▶ YOUR GOAL: For each line below that contains the word "back", make a copy.

▶ SUPPLIED RECORDS:
----
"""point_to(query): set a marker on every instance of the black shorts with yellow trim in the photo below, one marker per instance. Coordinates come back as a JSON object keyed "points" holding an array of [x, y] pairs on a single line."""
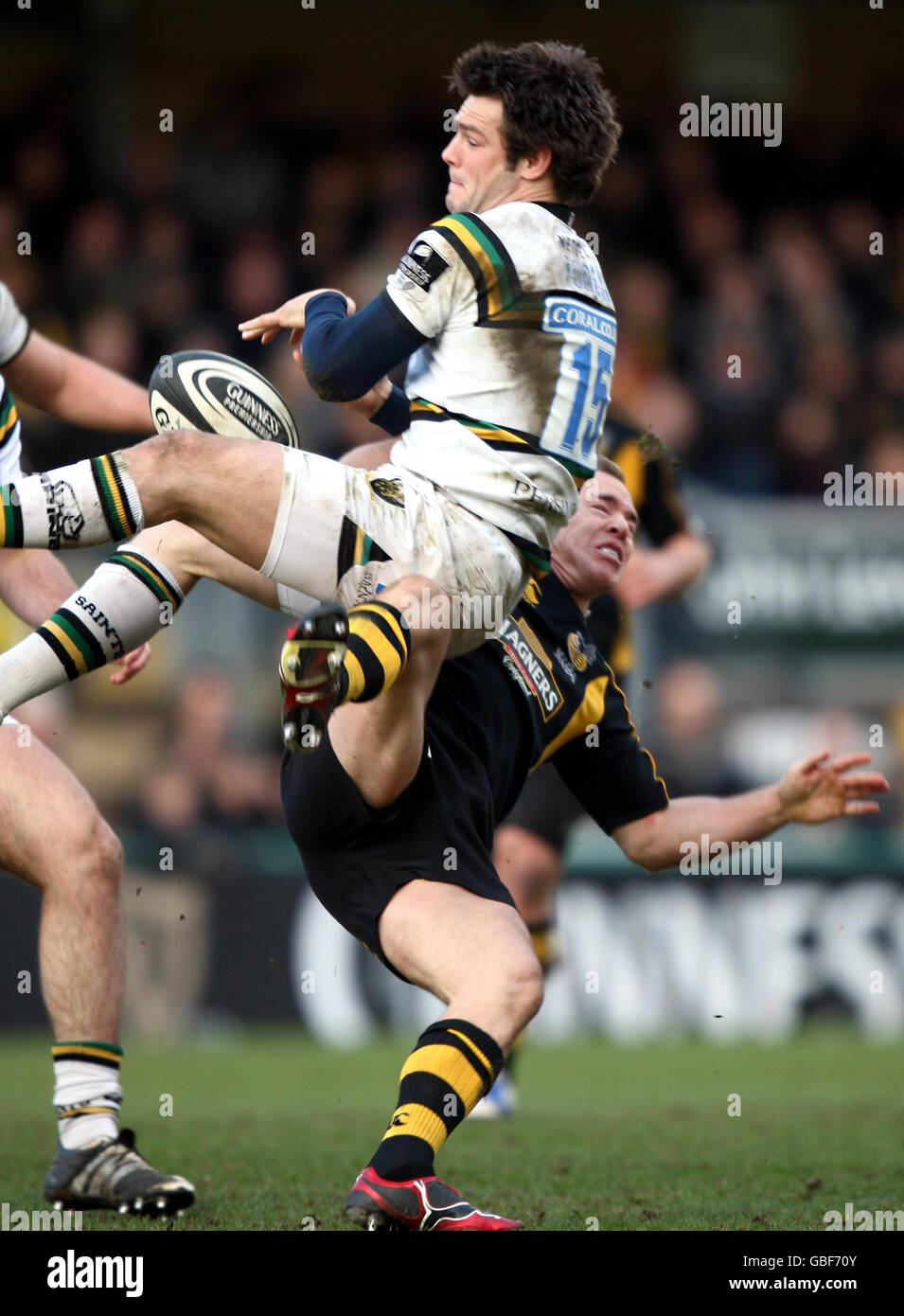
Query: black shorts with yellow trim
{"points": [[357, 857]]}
----
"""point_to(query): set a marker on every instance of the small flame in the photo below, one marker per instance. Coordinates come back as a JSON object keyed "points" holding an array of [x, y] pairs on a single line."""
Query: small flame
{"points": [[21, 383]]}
----
▶ WORKED SOLUTION:
"""point_to(query): set a marker on every instance of the black shorts with yellow trim in the photo below, one marker per instance. Coordinates come back as a JSON object keyed "points" holding an array of [x, y] pairs on a single line."""
"""point_to(query): set a marker on every instance of the small flame in the photo below, one marker per instance. Coordinates come back as a JSON object keyed "points" holding an array of [x, y] pairs on a single line."""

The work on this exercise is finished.